Work request:
Work out how many lines of the records contain "blue". Answer with the number and nothing else.

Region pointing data
Content starts

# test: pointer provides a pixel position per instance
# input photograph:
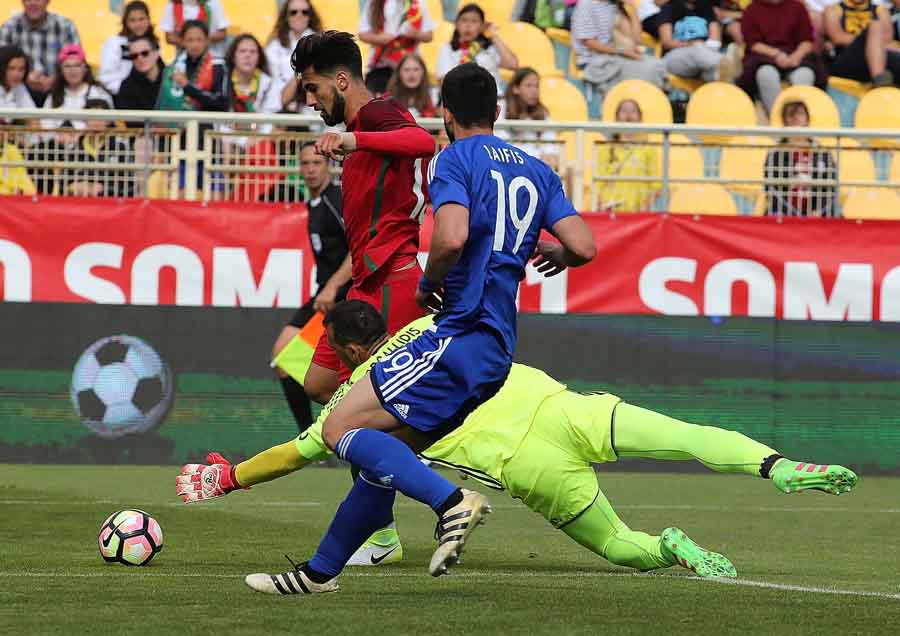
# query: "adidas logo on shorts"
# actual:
(402, 409)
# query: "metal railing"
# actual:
(254, 157)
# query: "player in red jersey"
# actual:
(382, 183)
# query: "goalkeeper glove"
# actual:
(201, 482)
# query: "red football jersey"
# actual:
(383, 195)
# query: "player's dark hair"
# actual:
(356, 322)
(469, 92)
(194, 24)
(327, 52)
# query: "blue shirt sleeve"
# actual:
(558, 206)
(447, 180)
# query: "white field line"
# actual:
(803, 589)
(409, 504)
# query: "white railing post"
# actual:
(191, 157)
(578, 179)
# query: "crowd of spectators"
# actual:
(761, 45)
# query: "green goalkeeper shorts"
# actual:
(551, 471)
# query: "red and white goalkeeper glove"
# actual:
(201, 482)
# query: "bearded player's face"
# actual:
(322, 94)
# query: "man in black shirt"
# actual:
(330, 249)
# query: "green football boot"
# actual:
(791, 477)
(679, 549)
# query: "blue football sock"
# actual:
(393, 463)
(367, 508)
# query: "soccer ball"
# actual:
(120, 385)
(129, 537)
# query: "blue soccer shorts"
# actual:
(436, 381)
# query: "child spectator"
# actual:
(13, 71)
(14, 177)
(627, 156)
(691, 39)
(797, 165)
(197, 80)
(296, 19)
(115, 63)
(96, 145)
(410, 86)
(860, 33)
(72, 87)
(604, 64)
(140, 90)
(474, 40)
(523, 101)
(780, 45)
(394, 28)
(41, 35)
(210, 12)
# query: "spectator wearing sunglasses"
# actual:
(115, 63)
(296, 19)
(140, 90)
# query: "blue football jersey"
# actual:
(510, 197)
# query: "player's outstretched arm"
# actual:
(202, 482)
(451, 231)
(577, 241)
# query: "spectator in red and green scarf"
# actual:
(210, 12)
(252, 89)
(394, 28)
(196, 80)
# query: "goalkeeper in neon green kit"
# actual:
(537, 440)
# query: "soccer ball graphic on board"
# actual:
(120, 385)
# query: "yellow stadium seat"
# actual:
(342, 15)
(654, 104)
(706, 198)
(720, 104)
(851, 87)
(822, 111)
(879, 109)
(497, 11)
(745, 158)
(9, 8)
(563, 99)
(531, 47)
(443, 32)
(872, 203)
(248, 17)
(435, 10)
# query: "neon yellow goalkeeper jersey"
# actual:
(485, 440)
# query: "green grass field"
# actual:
(806, 562)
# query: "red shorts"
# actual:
(393, 295)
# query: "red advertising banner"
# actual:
(258, 255)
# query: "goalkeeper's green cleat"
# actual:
(681, 550)
(791, 477)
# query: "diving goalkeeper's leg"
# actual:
(601, 531)
(638, 432)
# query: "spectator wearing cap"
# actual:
(210, 12)
(73, 85)
(115, 63)
(41, 35)
(140, 90)
(860, 32)
(780, 43)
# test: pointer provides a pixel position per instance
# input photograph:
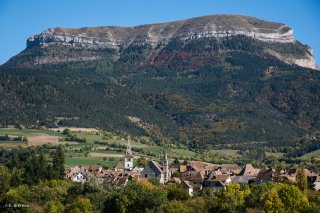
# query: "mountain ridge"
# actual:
(159, 35)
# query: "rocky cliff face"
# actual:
(154, 34)
(218, 26)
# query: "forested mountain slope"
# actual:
(215, 89)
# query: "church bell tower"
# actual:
(165, 167)
(128, 158)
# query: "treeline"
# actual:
(30, 165)
(145, 196)
(175, 96)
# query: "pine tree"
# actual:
(58, 164)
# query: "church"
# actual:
(155, 170)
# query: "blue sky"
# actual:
(20, 19)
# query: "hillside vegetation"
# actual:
(201, 93)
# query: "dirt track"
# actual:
(43, 139)
(94, 154)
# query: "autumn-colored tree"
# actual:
(301, 178)
(271, 201)
(292, 198)
(176, 206)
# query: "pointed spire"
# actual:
(128, 151)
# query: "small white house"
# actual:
(78, 178)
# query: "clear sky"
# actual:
(20, 19)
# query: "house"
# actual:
(217, 185)
(242, 179)
(75, 174)
(119, 167)
(182, 168)
(249, 170)
(190, 187)
(194, 166)
(137, 169)
(95, 168)
(128, 158)
(264, 175)
(193, 176)
(153, 169)
(121, 181)
(78, 178)
(317, 183)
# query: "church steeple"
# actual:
(165, 167)
(128, 151)
(128, 158)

Content ends

Task result:
5